- Task brief: Every entry below should be restated word for word, except for its images.

____ Records for the task

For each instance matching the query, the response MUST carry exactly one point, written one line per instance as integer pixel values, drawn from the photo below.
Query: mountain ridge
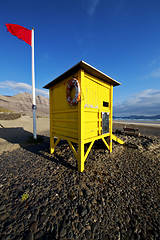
(22, 103)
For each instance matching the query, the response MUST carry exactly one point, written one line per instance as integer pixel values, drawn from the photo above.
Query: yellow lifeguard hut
(81, 104)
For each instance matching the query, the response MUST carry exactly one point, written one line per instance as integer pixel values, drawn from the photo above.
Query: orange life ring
(73, 83)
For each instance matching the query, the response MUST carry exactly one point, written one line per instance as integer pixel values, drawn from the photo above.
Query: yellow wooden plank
(50, 113)
(66, 137)
(73, 149)
(105, 143)
(86, 140)
(81, 123)
(111, 117)
(88, 150)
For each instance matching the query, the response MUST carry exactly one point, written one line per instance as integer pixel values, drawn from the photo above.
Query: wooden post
(81, 124)
(110, 118)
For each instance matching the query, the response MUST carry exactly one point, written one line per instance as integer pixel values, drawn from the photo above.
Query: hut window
(105, 104)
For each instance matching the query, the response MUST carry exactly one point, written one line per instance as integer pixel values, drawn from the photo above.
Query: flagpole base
(34, 107)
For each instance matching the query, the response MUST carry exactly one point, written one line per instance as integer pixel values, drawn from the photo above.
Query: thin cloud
(90, 6)
(22, 87)
(155, 73)
(143, 103)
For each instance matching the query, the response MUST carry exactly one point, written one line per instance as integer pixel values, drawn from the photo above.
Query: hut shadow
(41, 147)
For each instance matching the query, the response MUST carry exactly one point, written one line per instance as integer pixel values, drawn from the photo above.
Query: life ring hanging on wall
(73, 83)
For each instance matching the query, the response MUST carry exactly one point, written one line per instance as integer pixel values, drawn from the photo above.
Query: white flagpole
(34, 107)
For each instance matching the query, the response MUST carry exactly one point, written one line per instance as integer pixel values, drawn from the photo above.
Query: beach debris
(131, 131)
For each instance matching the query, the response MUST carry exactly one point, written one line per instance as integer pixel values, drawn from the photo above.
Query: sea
(129, 120)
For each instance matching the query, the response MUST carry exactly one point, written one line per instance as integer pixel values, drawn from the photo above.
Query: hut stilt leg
(81, 158)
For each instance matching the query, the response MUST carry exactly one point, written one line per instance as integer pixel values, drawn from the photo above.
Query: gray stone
(63, 232)
(28, 236)
(44, 219)
(3, 216)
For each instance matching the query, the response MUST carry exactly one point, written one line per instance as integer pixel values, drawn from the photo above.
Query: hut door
(105, 122)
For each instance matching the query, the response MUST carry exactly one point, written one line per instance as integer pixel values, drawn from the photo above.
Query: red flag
(20, 32)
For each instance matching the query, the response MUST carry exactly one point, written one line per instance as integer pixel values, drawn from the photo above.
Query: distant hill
(140, 117)
(22, 103)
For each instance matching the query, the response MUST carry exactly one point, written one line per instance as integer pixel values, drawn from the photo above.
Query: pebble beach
(43, 196)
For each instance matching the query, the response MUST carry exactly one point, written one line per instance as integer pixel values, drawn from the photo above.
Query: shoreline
(142, 123)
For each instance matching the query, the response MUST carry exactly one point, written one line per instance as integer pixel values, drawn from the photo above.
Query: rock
(28, 236)
(62, 232)
(44, 219)
(3, 216)
(33, 227)
(39, 235)
(94, 226)
(82, 211)
(88, 234)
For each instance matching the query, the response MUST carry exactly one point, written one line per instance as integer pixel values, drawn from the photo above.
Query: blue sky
(119, 37)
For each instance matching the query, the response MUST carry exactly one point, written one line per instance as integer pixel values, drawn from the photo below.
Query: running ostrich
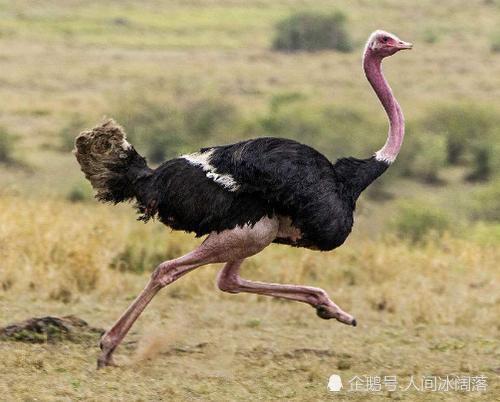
(244, 196)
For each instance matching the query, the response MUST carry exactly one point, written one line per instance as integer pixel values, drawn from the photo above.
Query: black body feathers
(222, 187)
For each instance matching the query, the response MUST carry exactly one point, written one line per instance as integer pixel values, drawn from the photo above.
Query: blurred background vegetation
(194, 74)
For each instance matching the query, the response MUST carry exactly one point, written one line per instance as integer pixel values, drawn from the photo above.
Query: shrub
(416, 222)
(423, 155)
(486, 202)
(163, 129)
(6, 146)
(336, 131)
(311, 31)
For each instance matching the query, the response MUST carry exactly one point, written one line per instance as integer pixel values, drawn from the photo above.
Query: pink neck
(372, 65)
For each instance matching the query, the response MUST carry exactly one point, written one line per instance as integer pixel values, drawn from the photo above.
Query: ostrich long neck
(372, 65)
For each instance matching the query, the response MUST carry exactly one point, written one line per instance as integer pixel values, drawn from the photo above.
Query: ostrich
(244, 196)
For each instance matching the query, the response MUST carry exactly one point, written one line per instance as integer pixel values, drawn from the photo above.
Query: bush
(423, 155)
(471, 132)
(416, 222)
(80, 192)
(162, 129)
(486, 203)
(311, 32)
(6, 147)
(336, 131)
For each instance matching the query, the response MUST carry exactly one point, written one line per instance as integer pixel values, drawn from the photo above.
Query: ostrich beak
(404, 45)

________

- Response:
For each instance matching the query, the response MUST carry exactly one point, written one line per instance as integer pixel values, drawn from the photo below.
Query: mountain ridge
(22, 103)
For each instance matching the query, the response MUST carry exactly one point, written one line per instance as integer pixel values, drawn from the photo above.
Query: yellow lifeguard hut
(81, 104)
For each instance matching the query, the response MUST carry exactly one point, written one line per instance as integer pixel values, drawn from the photo above.
Query: orange life ring
(73, 83)
For each instance matching the query, the response MUST carry exactly one point, written one line per instance as integer pixel values, drawn from the photo above.
Query: yellow wooden plank
(50, 113)
(66, 137)
(73, 149)
(105, 143)
(86, 140)
(81, 123)
(111, 117)
(88, 150)
For each instance matching the query, the response MUST carry exactly one point, written one line per instance as integer pixel values, drawn from the photo above.
Query: wooden post
(81, 124)
(110, 118)
For each instance matching the query, the response MUST carry exactly one point, written one line per instance as integer pixel values, drawn from the photo above.
Query: hut window
(105, 104)
For each instance matching the query, the response MUST carry exactly one point, written one line per instance as integer pixel values, drawn from the photo above.
Query: flagpole base
(34, 107)
For each instance matching the query, the response MUST carry exactly one point, written one line per instance as integer pixel values, drawn from the photo above.
Query: thin cloud
(90, 6)
(22, 87)
(155, 73)
(143, 103)
For each instance matching the query, the response MUST carry exactly one point, written one line per instance as integer pixel values, drawn from the photo above.
Query: hut shadow
(41, 147)
For each instance matching the query, the response MUST carry exactly one point, written one line per instance as integer pixel values, drawn from the photo above.
Query: life ring hanging on wall
(73, 83)
For each instance matching the query, the response MUST carry exactly one point, written one line per instance as integer pixel values, drawn from the photo above.
Query: white flagpole
(34, 107)
For each instance matching the query, the response MUST carry exactly one point, written one line per instance as integer pixel values, drawn from the photo above.
Query: beach debris
(131, 131)
For each instance matching the query, the response MUST carry exactly one point, written one line per instance as integer pixel values, drawn from the photo above.
Query: sea
(129, 120)
For each instance matching the query, the response MUST carry exactly one point, written one line per instance as integer pixel values, drawn from the photo above.
Query: hut stilt leg
(81, 158)
For each instance matching the query, the response MUST carry exactly one point, written one line per instance as integer pixel values, drawn from the photo above.
Query: gray stone
(63, 232)
(28, 236)
(44, 219)
(3, 216)
For each instance matching the query, the response MUST carry exactly one point, written one line per instance as integer pixel values, drawn from the photo above.
Query: hut door
(105, 122)
For each instance matching the query, the response MUST carry exactly one point, written one line per instance as integer pixel values, drawn from the photo above.
Query: red flag
(20, 32)
For each instance matching the query, the response MUST carry exactly one point, written one line per instance as integer pixel values, drawn from the photo above.
Query: distant hill
(140, 117)
(22, 103)
For each instance matching the query, the response MUST carry exactly one point, written one line per instance as integer pixel values, drawn from the photo above.
Query: pebble beach
(43, 196)
For each instance matching the query, the response MUST carry exactly one point, written one line per instance as integer pixel values, drawn from the photo above.
Query: shoreline
(142, 123)
For each instance matching the query, the response MUST carry exactly one point, written one line per instance as integer pixel values, drawn from the photo above.
Query: rock
(28, 236)
(62, 232)
(44, 219)
(3, 216)
(33, 227)
(39, 235)
(94, 226)
(82, 211)
(88, 234)
For each instance matching the query, the response MUST carry exactly one point, written one line per instance as integer pixel values, drawn from the photo above.
Query: blue sky
(119, 37)
For each instance matching the query, the response MUST carry exactly one point, written one line per instance as integer pixel values, drawn from the photo below.
Query: running ostrich
(244, 196)
For each instance matching the query, the response MUST carry exactly one point, written one line per instance as integer pixel values, drawn from the photo above.
Query: black body feathers
(222, 187)
For each instance matching the query, the response MUST carry exactly one point, written one line per instance as integer pixel values, drawn from the photo above.
Query: blurred background vegetation
(194, 74)
For each instance matching the query, the response MUST carry exactly one point, written one line per instance as integer pixel values, drawn from the photo above.
Query: shrub
(416, 222)
(423, 155)
(486, 202)
(163, 129)
(6, 146)
(336, 131)
(311, 31)
For each instance matching the query, the response MUST carry exactly one point, written one line per instance as integer pixel values, drawn from the photo above.
Query: pink neck
(372, 65)
For each instance matching the query, the response MUST carry exactly one point, written one line per instance as integer pixel values, drawn from the photo above.
Query: ostrich long neck
(372, 65)
For each instance matching the query, the response MUST carry exactly one point, written one line per instance as integer pixel values, drawn from the photo above.
Query: ostrich
(244, 196)
For each instance matching the query, the response MUST carry exactly one point, written one line per instance as integer pixel values, drawn from the photo above.
Query: bush
(423, 155)
(471, 132)
(416, 222)
(80, 192)
(162, 129)
(486, 203)
(311, 32)
(6, 147)
(336, 131)
For each instance matching the query, the response MUST carry exactly one point, written one line per instance as integer pixel values, drawn from the photo above.
Query: ostrich beak
(404, 45)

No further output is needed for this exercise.